Supplied passage below:

Output: stored on WorkOrder.aiProvenance and surfaced as a tooltip in the BFF "history" tab. Never blocks anything.

3.4 maintenance.asset-health-forecast.v1

Trigger: AssetHealthForecasterWorker (hourly). Selects assets with: (a) recent run-hours updates, (b) recent lock health alerts, (c) ≥ 2 WOs in last 30 days, or (d) explicit force flag from BFF.

Input: asset snapshot + last 30 days of WorkOrder events on it + last 30 days of health_changed.v1 events.

Output: new healthIndex (0..100). If |delta| ≥ 5 we publish AssetHealthChanged with source = ai_forecaster and the provenance.

3.5 maintenance.vendor-message-draft.v1

Trigger: BFF "Notify vendor" action.

Input: WO summary + vendor display name + tenant tone preset (e.g., "formal-dari", "informal-pashto", "neutral-english").

End of Supplied passage.
Data listing below:

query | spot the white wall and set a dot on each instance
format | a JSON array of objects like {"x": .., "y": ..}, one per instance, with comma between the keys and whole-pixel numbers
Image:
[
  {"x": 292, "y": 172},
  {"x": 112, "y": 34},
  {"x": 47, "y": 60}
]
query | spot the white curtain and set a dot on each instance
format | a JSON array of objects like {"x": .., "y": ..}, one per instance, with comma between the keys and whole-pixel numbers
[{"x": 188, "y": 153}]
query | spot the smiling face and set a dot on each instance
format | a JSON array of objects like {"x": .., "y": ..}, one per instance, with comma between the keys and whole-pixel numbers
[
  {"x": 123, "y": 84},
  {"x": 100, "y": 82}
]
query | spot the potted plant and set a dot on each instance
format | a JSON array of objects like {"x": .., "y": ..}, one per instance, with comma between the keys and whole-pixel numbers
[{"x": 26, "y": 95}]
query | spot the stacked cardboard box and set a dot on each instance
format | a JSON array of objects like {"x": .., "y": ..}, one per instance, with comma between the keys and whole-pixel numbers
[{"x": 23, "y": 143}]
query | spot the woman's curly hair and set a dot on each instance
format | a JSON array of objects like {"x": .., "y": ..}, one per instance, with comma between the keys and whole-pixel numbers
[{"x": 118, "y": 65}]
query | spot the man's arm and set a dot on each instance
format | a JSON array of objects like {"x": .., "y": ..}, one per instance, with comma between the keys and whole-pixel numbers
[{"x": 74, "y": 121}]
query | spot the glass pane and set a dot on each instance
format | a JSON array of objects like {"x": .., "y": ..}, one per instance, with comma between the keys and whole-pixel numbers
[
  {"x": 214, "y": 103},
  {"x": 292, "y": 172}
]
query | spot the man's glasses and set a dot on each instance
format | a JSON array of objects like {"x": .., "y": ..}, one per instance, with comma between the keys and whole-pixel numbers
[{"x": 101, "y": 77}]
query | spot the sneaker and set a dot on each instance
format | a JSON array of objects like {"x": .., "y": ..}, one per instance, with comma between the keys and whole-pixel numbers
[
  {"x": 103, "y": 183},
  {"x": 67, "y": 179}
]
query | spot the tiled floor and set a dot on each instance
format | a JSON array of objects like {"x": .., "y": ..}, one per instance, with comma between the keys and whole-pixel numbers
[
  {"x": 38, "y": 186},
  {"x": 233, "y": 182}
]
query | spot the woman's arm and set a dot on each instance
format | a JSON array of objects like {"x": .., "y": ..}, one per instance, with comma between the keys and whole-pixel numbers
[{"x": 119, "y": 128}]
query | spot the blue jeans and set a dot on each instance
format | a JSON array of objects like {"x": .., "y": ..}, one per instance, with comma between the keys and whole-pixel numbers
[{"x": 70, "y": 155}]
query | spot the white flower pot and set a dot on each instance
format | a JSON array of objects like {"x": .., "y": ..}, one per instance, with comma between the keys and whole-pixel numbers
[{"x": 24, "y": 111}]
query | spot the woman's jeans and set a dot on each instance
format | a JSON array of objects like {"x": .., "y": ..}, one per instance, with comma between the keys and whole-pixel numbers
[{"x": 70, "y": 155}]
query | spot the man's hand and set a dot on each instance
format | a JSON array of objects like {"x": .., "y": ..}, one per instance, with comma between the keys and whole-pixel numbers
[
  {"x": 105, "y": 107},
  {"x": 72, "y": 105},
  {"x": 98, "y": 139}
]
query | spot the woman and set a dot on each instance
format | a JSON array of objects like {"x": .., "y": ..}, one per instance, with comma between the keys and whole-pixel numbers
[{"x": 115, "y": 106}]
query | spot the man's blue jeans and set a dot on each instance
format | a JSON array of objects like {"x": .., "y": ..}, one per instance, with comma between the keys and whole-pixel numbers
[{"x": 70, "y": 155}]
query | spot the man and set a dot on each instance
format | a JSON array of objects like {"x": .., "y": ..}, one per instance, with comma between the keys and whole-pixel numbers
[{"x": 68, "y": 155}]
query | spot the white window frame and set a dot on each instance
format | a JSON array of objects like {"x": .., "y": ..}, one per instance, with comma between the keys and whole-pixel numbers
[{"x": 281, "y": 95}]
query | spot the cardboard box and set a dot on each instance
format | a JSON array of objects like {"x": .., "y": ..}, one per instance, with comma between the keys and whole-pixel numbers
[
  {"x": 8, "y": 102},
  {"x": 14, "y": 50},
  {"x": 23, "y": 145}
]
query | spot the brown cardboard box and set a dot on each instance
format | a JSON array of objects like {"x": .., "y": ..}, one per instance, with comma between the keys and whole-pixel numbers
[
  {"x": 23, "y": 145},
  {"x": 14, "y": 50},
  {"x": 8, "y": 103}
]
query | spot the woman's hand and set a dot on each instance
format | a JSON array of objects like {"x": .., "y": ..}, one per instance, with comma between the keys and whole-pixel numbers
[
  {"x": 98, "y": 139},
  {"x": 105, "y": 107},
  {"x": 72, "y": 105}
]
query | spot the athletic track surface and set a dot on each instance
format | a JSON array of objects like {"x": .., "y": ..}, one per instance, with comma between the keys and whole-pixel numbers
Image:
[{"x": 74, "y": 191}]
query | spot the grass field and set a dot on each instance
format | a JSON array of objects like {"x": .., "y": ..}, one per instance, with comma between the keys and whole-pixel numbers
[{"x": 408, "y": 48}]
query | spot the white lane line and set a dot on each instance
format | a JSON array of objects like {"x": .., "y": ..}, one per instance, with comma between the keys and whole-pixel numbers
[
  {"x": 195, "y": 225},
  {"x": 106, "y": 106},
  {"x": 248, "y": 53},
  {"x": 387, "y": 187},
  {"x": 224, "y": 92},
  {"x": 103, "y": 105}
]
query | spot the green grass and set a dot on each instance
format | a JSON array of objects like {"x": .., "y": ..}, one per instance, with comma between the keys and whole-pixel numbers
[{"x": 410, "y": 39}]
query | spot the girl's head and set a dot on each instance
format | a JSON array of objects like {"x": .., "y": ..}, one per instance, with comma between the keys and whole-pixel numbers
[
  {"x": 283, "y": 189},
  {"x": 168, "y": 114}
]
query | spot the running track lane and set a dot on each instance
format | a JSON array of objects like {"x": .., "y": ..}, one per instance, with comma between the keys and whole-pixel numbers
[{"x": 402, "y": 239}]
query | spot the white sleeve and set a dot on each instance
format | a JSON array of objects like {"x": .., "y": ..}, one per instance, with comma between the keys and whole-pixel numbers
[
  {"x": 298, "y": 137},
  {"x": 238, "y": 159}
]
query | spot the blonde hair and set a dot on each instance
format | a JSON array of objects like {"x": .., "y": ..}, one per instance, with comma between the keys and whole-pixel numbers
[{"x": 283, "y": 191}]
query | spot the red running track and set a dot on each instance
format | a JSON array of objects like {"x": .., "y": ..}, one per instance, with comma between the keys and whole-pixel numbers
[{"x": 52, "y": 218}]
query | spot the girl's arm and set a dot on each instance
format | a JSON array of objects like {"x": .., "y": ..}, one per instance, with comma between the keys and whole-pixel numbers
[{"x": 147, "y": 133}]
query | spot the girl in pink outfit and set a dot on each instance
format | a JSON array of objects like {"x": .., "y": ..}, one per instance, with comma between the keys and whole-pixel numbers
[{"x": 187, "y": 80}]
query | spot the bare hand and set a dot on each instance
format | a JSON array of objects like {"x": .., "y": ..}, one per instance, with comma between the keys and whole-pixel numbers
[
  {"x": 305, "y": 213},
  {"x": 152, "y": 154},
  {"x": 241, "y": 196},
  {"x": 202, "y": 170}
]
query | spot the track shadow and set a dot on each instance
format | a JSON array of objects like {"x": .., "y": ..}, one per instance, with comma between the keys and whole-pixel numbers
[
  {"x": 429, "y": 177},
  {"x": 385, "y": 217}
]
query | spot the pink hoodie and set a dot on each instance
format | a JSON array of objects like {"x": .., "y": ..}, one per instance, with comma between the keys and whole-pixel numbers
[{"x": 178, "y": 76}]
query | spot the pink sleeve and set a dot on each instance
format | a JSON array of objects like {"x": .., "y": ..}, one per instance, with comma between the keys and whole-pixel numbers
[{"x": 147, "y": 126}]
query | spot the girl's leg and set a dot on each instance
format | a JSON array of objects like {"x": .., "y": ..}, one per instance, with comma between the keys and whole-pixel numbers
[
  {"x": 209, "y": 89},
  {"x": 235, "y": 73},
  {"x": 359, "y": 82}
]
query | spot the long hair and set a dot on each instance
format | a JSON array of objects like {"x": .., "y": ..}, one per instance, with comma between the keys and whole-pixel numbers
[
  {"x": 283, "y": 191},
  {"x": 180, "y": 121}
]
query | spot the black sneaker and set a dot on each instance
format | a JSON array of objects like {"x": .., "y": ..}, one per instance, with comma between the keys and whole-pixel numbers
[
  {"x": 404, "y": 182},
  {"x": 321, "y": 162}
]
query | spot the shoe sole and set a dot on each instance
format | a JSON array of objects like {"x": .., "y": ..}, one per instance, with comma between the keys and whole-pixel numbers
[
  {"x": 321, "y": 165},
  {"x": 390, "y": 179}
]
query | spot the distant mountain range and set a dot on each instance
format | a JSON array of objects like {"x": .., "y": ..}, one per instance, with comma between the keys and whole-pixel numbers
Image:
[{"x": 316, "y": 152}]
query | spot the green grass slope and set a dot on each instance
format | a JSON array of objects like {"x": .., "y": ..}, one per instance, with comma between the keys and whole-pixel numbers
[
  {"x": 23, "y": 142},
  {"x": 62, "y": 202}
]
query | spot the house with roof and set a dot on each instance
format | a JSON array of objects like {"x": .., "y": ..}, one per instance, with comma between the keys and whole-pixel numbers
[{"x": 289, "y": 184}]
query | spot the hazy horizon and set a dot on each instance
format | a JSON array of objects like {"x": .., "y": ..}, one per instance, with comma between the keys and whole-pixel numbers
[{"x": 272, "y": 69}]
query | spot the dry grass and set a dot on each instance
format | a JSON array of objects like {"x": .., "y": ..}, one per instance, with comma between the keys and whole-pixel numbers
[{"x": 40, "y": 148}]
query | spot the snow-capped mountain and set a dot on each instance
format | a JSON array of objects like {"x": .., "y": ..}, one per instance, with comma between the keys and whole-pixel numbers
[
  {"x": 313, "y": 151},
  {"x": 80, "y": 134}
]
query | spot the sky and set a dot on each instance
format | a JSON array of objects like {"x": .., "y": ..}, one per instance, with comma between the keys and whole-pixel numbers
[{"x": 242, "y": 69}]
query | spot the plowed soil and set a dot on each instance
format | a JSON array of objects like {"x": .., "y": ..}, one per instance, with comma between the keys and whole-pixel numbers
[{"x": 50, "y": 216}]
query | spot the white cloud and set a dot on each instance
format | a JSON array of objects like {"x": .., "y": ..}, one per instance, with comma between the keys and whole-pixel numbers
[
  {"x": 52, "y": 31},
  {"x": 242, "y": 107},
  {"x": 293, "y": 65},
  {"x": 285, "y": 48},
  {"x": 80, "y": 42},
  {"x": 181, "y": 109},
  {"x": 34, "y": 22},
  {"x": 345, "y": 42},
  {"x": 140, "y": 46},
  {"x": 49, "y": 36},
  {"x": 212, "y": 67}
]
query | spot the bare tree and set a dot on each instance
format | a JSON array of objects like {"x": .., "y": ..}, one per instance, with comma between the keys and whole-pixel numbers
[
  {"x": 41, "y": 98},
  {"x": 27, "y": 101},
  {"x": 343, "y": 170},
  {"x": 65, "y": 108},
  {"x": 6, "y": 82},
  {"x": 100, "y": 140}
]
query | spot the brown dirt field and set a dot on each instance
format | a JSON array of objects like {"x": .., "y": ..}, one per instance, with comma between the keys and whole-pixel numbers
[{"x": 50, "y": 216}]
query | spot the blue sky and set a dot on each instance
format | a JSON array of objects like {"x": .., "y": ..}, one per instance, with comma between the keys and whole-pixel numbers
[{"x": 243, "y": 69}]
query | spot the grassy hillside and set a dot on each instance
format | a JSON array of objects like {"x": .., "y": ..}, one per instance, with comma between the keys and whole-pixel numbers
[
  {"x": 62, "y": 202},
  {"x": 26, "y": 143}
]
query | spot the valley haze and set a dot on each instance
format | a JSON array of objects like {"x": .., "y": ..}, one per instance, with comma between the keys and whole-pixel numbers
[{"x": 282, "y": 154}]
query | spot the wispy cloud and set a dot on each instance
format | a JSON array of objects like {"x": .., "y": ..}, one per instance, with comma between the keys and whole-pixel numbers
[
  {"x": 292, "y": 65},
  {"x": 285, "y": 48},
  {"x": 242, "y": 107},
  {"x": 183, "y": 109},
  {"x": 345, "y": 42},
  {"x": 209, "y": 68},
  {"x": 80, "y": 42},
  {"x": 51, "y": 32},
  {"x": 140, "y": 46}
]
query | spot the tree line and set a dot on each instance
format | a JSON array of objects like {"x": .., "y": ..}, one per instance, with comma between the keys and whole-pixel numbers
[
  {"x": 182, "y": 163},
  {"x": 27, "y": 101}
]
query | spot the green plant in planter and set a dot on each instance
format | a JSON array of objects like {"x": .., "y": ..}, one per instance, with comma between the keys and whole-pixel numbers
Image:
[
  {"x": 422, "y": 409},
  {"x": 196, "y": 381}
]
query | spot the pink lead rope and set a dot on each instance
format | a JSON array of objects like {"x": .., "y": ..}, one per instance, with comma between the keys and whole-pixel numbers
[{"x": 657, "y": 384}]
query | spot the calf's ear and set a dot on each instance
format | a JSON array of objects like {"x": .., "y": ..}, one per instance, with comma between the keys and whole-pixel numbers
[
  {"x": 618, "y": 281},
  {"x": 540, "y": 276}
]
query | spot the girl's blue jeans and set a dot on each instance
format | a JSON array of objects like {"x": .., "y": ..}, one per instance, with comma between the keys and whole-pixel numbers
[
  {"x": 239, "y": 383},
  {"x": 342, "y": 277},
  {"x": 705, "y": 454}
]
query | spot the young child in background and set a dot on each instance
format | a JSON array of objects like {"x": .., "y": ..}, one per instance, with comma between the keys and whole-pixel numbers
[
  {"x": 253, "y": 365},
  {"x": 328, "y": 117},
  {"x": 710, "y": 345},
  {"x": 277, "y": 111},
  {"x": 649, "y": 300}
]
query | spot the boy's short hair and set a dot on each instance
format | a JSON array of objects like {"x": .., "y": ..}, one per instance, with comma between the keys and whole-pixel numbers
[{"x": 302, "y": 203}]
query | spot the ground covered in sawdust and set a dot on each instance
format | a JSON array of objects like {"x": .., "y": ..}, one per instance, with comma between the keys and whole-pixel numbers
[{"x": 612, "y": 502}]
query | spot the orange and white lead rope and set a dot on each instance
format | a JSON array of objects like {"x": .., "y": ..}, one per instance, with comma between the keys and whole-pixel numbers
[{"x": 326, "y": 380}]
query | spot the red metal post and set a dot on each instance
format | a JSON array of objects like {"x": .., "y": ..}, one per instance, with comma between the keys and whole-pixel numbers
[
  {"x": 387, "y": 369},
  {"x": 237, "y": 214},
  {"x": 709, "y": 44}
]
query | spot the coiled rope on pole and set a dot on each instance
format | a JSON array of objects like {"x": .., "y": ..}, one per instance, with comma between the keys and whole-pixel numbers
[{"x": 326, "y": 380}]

End of Data listing.

Exercise requirements:
Could you write out the supplied passage again, beginning at the words "Trigger: AssetHealthForecasterWorker (hourly)." and stopping after "of health_changed.v1 events.", but replace "hourly" with "daily"?

Solution to the exercise:
Trigger: AssetHealthForecasterWorker (daily). Selects assets with: (a) recent run-hours updates, (b) recent lock health alerts, (c) ≥ 2 WOs in last 30 days, or (d) explicit force flag from BFF.

Input: asset snapshot + last 30 days of WorkOrder events on it + last 30 days of health_changed.v1 events.